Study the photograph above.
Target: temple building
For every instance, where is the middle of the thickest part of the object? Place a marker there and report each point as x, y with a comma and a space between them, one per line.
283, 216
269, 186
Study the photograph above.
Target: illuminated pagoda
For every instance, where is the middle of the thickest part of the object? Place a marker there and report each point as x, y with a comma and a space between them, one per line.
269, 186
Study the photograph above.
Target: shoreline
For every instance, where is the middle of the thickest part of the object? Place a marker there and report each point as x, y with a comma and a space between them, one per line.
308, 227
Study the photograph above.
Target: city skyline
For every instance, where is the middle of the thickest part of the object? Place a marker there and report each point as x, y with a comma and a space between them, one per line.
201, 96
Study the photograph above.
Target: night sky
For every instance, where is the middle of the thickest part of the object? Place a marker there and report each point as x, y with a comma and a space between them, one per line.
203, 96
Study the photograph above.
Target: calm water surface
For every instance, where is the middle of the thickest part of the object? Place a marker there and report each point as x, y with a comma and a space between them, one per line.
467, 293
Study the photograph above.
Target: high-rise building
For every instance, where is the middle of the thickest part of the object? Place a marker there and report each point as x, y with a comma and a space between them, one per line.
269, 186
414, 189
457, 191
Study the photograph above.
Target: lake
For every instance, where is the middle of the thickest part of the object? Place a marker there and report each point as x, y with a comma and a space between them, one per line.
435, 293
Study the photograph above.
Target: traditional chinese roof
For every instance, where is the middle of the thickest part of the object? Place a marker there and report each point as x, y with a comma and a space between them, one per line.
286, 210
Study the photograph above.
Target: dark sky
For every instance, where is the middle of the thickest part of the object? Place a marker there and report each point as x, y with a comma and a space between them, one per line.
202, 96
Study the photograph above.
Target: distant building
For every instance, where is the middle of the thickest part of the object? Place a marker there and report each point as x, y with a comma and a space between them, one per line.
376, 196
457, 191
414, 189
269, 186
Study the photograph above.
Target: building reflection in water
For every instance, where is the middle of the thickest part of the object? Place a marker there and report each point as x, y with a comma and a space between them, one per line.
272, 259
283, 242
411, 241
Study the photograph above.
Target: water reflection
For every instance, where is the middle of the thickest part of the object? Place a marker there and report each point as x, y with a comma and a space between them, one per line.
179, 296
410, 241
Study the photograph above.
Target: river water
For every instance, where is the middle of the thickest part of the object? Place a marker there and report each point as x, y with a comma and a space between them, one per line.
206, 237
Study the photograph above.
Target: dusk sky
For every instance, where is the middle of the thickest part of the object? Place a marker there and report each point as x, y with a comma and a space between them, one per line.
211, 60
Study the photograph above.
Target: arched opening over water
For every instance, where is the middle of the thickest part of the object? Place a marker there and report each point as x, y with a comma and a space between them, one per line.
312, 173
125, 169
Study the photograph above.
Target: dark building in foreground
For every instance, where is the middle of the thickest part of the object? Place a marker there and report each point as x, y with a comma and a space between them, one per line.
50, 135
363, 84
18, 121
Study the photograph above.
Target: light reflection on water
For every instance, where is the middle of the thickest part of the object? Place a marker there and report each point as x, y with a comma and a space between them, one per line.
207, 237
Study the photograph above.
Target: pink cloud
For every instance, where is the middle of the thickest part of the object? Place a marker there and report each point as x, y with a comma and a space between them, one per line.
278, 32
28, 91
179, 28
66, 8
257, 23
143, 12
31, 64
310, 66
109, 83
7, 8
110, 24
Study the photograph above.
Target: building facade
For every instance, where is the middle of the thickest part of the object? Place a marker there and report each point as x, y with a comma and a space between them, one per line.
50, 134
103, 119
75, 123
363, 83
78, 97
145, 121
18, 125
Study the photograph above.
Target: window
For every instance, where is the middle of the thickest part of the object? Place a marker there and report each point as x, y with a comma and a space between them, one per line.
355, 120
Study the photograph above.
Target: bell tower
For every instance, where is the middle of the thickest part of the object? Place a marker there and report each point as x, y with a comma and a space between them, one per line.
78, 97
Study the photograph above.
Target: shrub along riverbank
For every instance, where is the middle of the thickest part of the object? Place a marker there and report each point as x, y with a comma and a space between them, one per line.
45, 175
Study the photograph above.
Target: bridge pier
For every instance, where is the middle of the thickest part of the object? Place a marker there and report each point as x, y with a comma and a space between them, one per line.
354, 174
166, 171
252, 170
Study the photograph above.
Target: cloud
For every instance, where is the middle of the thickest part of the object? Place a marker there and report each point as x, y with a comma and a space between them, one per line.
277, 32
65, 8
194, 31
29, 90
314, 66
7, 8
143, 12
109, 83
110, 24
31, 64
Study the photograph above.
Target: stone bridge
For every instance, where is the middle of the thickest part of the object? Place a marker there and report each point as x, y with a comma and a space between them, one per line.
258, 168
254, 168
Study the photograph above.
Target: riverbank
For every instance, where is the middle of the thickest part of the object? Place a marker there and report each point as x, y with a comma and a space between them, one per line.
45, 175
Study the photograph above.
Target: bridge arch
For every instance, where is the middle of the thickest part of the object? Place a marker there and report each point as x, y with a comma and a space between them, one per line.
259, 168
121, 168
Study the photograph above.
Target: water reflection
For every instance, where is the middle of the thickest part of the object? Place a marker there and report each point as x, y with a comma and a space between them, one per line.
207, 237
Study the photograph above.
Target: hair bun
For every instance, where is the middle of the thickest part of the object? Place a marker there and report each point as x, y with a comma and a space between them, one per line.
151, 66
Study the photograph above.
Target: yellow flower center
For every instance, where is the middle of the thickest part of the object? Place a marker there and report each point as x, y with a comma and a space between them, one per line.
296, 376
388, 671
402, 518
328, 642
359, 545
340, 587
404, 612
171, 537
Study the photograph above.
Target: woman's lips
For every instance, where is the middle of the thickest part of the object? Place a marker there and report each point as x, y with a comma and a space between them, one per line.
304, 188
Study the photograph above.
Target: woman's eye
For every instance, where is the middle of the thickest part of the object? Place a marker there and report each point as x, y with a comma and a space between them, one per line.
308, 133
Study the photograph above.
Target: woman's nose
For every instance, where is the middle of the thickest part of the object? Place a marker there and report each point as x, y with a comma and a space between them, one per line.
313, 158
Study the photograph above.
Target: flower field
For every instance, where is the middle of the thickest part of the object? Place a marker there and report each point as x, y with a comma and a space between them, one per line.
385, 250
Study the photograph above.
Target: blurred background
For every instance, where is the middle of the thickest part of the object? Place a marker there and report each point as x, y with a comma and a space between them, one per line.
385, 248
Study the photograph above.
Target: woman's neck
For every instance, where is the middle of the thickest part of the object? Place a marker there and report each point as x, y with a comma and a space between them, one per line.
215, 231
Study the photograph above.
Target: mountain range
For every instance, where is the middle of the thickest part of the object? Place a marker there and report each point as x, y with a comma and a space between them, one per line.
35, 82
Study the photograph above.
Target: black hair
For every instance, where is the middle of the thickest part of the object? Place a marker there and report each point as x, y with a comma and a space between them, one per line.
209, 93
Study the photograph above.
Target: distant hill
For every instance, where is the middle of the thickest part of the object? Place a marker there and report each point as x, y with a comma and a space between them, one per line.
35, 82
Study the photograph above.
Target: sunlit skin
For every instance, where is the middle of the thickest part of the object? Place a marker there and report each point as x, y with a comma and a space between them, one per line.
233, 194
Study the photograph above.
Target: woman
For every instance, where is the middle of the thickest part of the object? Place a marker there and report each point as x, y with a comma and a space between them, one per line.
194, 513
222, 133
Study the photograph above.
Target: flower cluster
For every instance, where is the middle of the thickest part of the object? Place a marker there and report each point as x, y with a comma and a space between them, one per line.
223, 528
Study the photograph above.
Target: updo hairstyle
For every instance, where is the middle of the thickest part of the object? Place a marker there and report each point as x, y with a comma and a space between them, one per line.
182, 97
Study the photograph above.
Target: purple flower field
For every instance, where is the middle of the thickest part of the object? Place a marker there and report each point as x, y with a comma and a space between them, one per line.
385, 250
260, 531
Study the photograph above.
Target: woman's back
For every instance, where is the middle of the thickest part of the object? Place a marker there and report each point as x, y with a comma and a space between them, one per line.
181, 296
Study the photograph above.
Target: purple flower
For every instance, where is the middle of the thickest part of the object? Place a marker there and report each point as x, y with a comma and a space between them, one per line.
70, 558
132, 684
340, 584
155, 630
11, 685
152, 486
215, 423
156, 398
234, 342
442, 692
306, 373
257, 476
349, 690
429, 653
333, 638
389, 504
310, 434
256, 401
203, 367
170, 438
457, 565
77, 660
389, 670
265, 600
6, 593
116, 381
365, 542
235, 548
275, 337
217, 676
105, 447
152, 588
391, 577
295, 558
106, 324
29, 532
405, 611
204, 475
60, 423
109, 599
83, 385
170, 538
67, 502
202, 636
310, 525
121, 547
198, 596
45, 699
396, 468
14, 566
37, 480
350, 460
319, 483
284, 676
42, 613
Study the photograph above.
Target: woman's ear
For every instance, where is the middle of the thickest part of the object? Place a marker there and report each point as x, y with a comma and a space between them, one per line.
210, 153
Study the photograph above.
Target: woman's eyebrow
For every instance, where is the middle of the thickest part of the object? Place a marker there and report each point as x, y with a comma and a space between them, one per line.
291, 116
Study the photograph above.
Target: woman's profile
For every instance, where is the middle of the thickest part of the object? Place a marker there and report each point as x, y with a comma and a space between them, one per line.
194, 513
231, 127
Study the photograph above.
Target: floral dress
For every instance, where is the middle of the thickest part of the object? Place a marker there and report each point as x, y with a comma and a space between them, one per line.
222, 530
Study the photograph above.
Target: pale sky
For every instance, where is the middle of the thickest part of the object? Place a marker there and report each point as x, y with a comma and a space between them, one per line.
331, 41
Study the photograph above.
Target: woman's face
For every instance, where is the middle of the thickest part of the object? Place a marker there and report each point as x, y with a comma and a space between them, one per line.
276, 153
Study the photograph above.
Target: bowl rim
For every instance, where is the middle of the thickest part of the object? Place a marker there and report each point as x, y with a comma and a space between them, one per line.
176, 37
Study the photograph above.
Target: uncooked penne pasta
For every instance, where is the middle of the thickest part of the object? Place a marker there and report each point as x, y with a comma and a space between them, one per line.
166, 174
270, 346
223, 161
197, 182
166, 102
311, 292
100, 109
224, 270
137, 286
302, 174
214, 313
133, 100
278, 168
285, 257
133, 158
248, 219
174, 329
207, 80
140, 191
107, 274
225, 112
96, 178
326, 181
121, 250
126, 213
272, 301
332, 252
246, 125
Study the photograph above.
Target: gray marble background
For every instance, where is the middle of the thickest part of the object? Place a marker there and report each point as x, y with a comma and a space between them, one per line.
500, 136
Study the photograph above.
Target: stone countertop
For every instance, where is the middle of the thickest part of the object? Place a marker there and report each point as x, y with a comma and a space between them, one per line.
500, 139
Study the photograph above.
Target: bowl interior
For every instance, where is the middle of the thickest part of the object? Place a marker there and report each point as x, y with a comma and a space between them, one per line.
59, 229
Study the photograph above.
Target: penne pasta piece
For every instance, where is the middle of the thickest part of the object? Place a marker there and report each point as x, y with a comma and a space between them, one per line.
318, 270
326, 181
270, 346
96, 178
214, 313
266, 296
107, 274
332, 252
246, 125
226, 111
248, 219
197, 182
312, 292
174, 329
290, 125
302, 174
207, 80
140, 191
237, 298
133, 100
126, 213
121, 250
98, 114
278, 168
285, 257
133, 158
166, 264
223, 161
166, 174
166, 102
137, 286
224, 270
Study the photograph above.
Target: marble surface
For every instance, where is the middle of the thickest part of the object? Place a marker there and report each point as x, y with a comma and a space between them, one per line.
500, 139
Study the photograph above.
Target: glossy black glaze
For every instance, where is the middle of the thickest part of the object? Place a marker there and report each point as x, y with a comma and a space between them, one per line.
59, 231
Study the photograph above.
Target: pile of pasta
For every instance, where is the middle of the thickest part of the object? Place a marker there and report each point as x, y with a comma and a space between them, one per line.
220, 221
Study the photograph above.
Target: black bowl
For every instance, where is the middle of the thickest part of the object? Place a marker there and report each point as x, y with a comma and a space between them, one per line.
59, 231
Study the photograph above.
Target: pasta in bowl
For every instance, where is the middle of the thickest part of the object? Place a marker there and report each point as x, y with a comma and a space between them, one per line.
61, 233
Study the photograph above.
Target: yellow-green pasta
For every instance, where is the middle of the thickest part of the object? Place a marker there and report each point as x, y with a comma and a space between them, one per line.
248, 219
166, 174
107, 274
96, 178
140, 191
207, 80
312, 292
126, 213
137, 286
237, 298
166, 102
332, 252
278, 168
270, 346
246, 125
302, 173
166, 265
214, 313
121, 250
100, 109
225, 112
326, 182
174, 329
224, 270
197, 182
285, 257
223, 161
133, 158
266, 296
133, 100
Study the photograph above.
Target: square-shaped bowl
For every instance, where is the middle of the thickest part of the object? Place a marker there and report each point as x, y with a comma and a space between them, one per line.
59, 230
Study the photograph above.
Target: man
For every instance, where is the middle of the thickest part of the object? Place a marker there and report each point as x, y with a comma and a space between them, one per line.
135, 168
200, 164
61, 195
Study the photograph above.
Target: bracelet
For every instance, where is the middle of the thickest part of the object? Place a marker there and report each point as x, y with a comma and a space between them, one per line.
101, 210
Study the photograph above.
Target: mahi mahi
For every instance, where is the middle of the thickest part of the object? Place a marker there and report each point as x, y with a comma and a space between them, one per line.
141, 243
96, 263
_ _ _ _ _ _ _
(WORK INSTRUCTIONS)
State how many lines of the records above contain the string "woman", treating uppercase and lowercase letters as distinct. Reply with the number alone.

(EXERCISE RESPONSE)
10